■ **Your objective**
Copy every one of the entries below word for word, leaving out the pictures.

■ **Data to use**
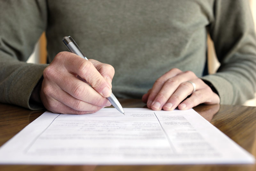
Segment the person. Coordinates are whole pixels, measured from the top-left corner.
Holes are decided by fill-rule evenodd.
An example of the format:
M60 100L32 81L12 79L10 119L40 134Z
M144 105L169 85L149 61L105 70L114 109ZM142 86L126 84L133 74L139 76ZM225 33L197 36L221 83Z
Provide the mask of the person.
M253 97L256 38L247 1L1 1L0 20L2 103L84 114L110 105L112 91L142 98L153 110ZM26 63L44 31L50 64ZM211 75L207 33L221 63ZM91 59L67 52L66 36Z

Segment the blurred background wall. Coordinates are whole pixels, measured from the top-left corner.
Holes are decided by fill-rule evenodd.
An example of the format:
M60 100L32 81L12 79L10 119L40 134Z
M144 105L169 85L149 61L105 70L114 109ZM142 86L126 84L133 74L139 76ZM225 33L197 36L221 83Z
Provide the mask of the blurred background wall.
M250 1L251 11L254 22L255 30L256 31L256 0L247 0ZM208 44L208 67L210 74L215 73L220 63L216 58L212 42L208 36L207 43ZM45 63L47 56L46 51L46 40L45 33L43 33L40 37L38 42L35 46L34 52L27 62L36 63ZM252 93L253 93L252 92ZM254 94L256 97L256 93ZM244 104L245 106L256 106L256 98L247 100Z

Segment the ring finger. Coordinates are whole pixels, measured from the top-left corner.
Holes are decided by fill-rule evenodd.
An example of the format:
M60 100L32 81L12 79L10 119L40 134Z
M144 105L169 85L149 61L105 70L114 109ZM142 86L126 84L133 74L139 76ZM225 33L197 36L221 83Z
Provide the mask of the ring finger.
M195 91L200 90L204 87L204 84L199 78L190 80L196 86ZM172 110L176 108L188 96L194 93L194 87L191 83L186 81L182 83L171 96L166 103L163 105L163 109L164 110Z

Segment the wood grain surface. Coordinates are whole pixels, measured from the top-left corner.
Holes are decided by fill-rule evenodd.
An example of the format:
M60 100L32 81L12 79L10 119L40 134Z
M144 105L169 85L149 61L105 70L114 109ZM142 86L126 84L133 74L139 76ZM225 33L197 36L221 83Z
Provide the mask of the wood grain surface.
M124 108L146 107L145 104L140 100L120 99L120 101ZM256 158L256 107L201 105L194 108L207 121ZM45 111L45 110L32 111L17 106L0 103L0 145L3 145ZM0 170L253 171L256 170L256 165L0 165Z

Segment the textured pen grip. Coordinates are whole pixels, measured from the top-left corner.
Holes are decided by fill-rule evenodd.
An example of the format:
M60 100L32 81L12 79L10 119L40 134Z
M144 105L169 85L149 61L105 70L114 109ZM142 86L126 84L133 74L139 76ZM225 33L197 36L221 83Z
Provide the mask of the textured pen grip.
M70 39L68 36L65 36L63 37L62 41L66 45L68 45L68 44L71 41Z

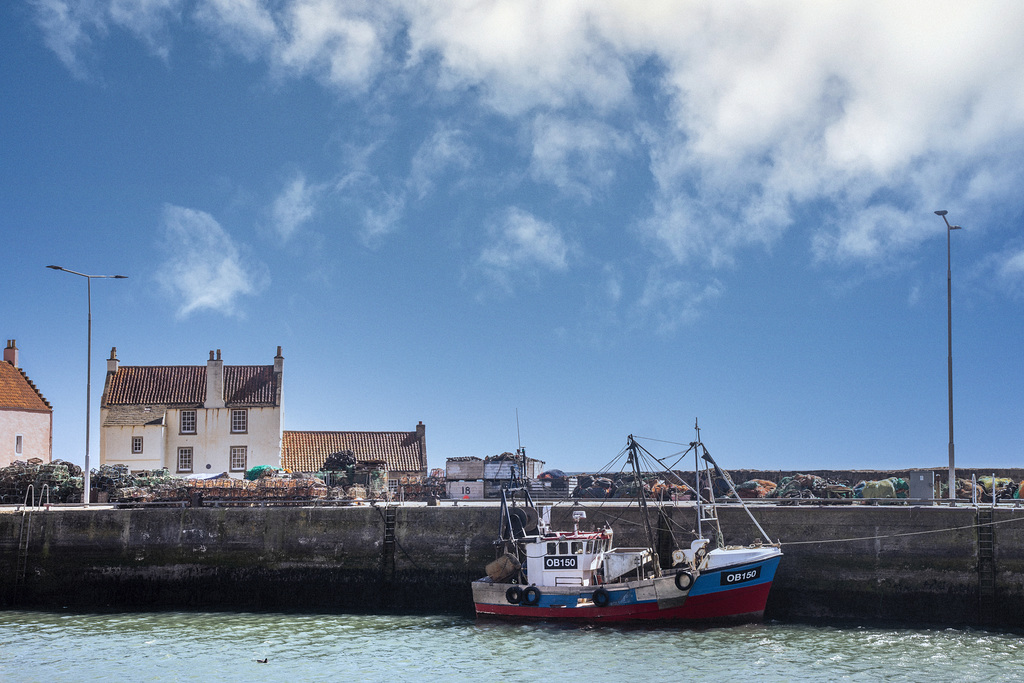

■ **Solution for this problem**
Segment the person. Coordinates are whole pixels, measured from the top-left corner.
Holes are decided by fill-rule evenodd.
An example of the format:
M60 100L32 81L12 79L10 119L40 134Z
M144 105L169 85L149 61L105 70L114 109ZM142 86L126 84L133 74L139 76ZM225 33L197 36L221 83Z
Provide the mask of the person.
M253 97L256 38L247 1L1 1L0 20L2 103L84 114L110 105L112 91L142 98L153 110ZM26 63L44 31L50 64ZM211 75L207 33L221 63ZM91 59L67 52L66 36Z

Segment the blurred background wall. Coordinates are whole pixels, measured from the top-left corner.
Holes are decided by fill-rule evenodd.
An example of the format:
M60 100L32 81L12 79L10 119L40 134Z
M144 105L169 85L149 61L105 70L114 109ZM142 86L126 84L133 74L139 76ZM225 33L197 36L221 83Z
Provide the mask of the blurred background wall.
M250 1L251 11L254 22L255 30L256 31L256 0L247 0ZM208 44L208 67L210 74L215 73L220 63L216 58L212 42L208 36L207 43ZM45 63L47 56L46 51L46 40L45 33L43 33L40 37L38 42L35 46L34 52L27 62L36 63ZM252 93L253 93L252 92ZM254 94L256 97L256 93ZM244 104L245 106L256 106L256 98L247 100Z

Segment the ring finger. Coordinates are whole pixels, measured from the top-left corner.
Holes are decided by fill-rule evenodd.
An example of the format:
M60 100L32 81L12 79L10 119L40 134Z
M144 105L169 85L149 61L105 70L114 109ZM142 86L126 84L133 74L139 76ZM225 33L197 36L221 83Z
Provide the mask of the ring finger.
M195 91L200 90L204 87L204 84L199 78L190 80L196 86ZM172 110L176 108L188 96L194 93L194 87L191 83L186 81L182 83L171 96L166 103L163 105L163 109L164 110Z

Segment the wood grain surface. Coordinates are whole pixels, measured from the top-left corner.
Holes are decided by fill-rule evenodd.
An example of the format:
M60 100L32 81L12 79L10 119L40 134Z
M144 105L169 85L149 61L105 70L114 109ZM142 86L126 84L133 74L139 76ZM225 33L197 36L221 83Z
Provide the mask of the wood grain surface.
M124 108L146 107L145 104L140 100L120 99L120 101ZM256 158L256 107L201 105L194 108L207 121ZM45 111L45 110L32 111L17 106L0 103L0 145L3 145ZM0 170L253 171L256 170L256 165L0 165Z

Segment the textured pen grip. Coordinates are whole pixels, measured from the top-left corner.
Holes are decided by fill-rule evenodd.
An example of the format:
M60 100L32 81L12 79L10 119L40 134Z
M144 105L169 85L149 61L105 70L114 109ZM142 86L126 84L133 74L139 76ZM225 33L197 36L221 83Z
Provide the mask of the textured pen grip.
M70 39L68 36L65 36L63 37L62 41L66 45L68 45L68 44L71 41Z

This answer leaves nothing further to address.